> Deine Aufgabe
Gib aus dem Text über Kindesmisshandlung den Abschnitt von „Kindesmisshandlung Was das“ bis einschließlich „Röntgenkongress in Berlin.“ wortgetreu wieder.

> Lesetext
Kindesmisshandlung Was das Röntgenbild verrät
16.05.2007, 12:09 UhrDie Statistik ist bitter: Jährlich werden in Deutschland ca. 3.000 Fälle von Kindesmisshandlung angezeigt - die Dunkelziffer dürfte noch weit darüber liegen. Eine Schlüsselposition beim Aufdecken von Gewalt gegenüber Minderjährigen nimmt - neben dem Kinderarzt - der (Kinder-)Radiologe ein. Fehlen äußere Anzeichen, so liefert das Röntgenbild häufig den Beweis für eine Misshandlung. Zeigt die Aufnahme Frakturen verschiedenen Alters oder Brüche, die nicht zum beschriebenen Unfallhergang passen, so gilt es, Alarm zu schlagen. Nur so kann das Kind vor möglichen weiteren Verletzungen geschützt werden. Die Rolle des Radiologen bei der Aufklärung von Kindesmisshandlungen ist einer der Schwerpunkte auf dem diesjährigen Röntgenkongress in Berlin.
Oft führt eine Routineuntersuchung Radiologen auf die Spur einer Misshandlung. Prof. Markus Uhl, Leiter der Sektion Kinderradiologie an der Universitätsklinik Freiburg, erinnert sich an einen Fall, bei dem das Röntgenbild nicht nur eine verschleppte Lungenentzündung, sondern auch Rippenbrüche zeigte. "Da wird man hellhörig und nimmt die gesamte Krankengeschichte ganz genau unter die Lupe", so Uhl. Die Nachforschungen ergaben, dass der Junge bereits zuvor mit zahlreichen Verletzungen in verschiedene Krankenhäuser eingeliefert worden war. Der Radiologe verständigte das Jugendamt und ließ das Kind zu dessen Schutz in die Klinik einweisen.
"Beweis schwarz auf weiß"
Neben diesen "Zufallsbefunden" werden viele Kinder bereits mit dem Verdacht auf Misshandlung zum Radiologen überwiesen. Dessen Aufgabe ist es dann, die inneren Spuren der Gewaltanwendung so zu dokumentieren, dass sie auch vor Gericht Bestand haben. "Zeugenaussagen sind subjektiv und beeinflussbar, ein Röntgenbild dagegen liefert den Beweis für eine Misshandlung schwarz auf weiß", erläutert Prof. Uhl. Deutliche Anzeichen, die für eine Gewaltanwendung sprechen, sind Brüche und Organverletzungen, die kaum durch einen Sturz oder Unfall verursacht werden können. Hierzu gehören Rippenfrakturen in der Nähe der Wirbelsäule sowie Risse in der Bauchspeicheldrüse und besondere Blutungen im Hirn und unter den Hirnhäuten. Letztere sind vor allem Folge des so genannten Schütteltraumas (Shaken Baby Syndrome). Das heftige Schütteln eines Säuglings oder Kleinkindes ist die häufigste Ursache von Todesfällen und schweren Behinderungen bei misshandelten Kindern.

> Bereitgestellte Daten
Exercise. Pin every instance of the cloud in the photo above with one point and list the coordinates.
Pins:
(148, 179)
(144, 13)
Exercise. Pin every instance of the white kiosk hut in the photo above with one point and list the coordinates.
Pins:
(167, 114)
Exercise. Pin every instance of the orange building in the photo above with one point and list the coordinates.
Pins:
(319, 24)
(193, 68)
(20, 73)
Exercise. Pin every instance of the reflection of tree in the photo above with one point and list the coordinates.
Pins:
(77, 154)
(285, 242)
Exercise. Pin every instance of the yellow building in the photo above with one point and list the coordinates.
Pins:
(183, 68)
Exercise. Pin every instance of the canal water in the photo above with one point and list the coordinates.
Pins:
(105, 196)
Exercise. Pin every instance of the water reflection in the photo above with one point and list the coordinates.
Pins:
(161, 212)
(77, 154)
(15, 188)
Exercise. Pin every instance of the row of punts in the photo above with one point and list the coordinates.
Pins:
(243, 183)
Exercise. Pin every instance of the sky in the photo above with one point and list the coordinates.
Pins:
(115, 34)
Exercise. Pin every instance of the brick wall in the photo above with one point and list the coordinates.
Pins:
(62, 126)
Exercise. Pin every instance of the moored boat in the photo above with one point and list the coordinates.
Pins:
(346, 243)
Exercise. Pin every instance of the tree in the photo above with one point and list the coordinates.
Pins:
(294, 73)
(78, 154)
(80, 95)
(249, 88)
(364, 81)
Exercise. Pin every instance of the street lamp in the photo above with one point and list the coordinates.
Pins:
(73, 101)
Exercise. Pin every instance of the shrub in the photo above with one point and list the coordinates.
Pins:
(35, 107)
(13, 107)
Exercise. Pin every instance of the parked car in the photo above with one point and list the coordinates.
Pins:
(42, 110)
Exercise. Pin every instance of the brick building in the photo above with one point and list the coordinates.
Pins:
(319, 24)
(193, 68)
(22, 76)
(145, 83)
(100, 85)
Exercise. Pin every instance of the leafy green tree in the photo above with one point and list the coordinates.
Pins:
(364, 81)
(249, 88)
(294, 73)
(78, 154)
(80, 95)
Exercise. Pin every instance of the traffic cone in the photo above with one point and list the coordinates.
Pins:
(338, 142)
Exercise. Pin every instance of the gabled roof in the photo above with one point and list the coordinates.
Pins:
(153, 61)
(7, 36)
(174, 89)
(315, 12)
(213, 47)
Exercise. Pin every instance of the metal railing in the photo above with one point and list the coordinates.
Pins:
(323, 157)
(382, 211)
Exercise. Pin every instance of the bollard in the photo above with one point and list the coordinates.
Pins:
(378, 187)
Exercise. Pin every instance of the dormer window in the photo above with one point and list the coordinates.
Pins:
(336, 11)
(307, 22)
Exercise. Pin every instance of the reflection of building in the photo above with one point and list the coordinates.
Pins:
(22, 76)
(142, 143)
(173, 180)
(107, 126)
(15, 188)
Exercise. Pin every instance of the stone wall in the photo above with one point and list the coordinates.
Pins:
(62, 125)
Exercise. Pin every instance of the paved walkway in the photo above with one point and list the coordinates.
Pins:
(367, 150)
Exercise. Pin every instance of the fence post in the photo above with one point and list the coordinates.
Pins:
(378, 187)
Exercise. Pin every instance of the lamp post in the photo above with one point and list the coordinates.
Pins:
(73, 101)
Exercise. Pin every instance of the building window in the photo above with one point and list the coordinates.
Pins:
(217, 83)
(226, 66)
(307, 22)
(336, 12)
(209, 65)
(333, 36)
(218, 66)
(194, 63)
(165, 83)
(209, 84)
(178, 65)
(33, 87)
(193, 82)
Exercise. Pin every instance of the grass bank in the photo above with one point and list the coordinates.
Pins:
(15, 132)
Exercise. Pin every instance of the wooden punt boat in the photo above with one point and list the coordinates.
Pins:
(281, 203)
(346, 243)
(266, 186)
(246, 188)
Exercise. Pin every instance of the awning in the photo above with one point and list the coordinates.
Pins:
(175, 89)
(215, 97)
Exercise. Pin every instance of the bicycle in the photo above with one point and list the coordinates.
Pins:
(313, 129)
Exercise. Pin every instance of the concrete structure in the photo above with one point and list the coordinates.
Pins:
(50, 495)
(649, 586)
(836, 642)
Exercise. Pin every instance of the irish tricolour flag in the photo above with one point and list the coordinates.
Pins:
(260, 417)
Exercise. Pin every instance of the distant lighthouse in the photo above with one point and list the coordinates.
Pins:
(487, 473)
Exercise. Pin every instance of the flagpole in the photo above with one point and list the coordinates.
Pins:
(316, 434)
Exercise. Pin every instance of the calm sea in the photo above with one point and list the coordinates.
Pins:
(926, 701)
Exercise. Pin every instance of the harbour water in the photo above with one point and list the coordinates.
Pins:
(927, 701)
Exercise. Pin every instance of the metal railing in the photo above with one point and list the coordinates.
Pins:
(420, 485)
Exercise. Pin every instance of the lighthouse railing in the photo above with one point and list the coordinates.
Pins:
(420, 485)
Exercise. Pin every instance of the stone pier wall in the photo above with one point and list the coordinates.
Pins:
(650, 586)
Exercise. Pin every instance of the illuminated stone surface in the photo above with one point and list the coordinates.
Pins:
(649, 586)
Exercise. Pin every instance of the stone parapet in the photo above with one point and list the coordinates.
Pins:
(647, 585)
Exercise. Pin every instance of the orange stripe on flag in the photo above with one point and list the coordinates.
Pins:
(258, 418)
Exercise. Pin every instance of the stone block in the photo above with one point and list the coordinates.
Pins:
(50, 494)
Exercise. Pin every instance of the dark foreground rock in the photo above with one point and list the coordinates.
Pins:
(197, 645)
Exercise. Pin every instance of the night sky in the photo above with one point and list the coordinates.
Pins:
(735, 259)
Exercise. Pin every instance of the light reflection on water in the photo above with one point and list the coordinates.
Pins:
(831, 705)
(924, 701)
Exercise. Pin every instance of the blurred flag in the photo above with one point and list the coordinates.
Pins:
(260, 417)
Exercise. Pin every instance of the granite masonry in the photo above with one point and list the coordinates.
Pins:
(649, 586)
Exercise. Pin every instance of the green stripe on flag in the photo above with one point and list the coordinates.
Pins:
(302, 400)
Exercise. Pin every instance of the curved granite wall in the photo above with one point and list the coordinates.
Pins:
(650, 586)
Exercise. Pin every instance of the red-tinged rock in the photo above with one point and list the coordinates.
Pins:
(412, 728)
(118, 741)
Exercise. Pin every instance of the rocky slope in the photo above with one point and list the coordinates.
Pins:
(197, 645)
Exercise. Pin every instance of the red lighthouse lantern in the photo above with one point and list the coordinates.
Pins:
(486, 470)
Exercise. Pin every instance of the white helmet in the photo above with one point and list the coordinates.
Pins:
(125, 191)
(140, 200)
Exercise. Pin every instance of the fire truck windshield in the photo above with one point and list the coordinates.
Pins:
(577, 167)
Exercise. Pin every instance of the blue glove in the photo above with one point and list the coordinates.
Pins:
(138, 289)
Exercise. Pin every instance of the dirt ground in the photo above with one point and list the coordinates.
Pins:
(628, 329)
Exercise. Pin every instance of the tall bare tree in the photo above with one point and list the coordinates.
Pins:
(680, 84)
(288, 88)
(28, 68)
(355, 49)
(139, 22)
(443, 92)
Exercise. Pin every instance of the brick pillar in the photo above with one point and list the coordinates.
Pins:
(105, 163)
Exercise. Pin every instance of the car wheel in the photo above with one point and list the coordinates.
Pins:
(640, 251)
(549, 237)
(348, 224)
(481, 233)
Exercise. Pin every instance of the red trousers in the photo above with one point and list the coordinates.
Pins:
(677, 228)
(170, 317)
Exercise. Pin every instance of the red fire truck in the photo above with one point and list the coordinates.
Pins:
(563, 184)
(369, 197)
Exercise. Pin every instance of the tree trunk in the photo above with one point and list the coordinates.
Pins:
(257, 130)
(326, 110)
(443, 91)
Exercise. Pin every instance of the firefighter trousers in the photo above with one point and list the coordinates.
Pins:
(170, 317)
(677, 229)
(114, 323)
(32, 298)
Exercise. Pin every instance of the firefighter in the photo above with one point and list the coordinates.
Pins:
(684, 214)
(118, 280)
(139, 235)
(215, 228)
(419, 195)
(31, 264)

> Antwort zur Aufgabe
Kindesmisshandlung Was das Röntgenbild verrät
16.05.2007, 12:09 UhrDie Statistik ist bitter: Jährlich werden in Deutschland ca. 3.000 Fälle von Kindesmisshandlung angezeigt - die Dunkelziffer dürfte noch weit darüber liegen. Eine Schlüsselposition beim Aufdecken von Gewalt gegenüber Minderjährigen nimmt - neben dem Kinderarzt - der (Kinder-)Radiologe ein. Fehlen äußere Anzeichen, so liefert das Röntgenbild häufig den Beweis für eine Misshandlung. Zeigt die Aufnahme Frakturen verschiedenen Alters oder Brüche, die nicht zum beschriebenen Unfallhergang passen, so gilt es, Alarm zu schlagen. Nur so kann das Kind vor möglichen weiteren Verletzungen geschützt werden. Die Rolle des Radiologen bei der Aufklärung von Kindesmisshandlungen ist einer der Schwerpunkte auf dem diesjährigen Röntgenkongress in Berlin.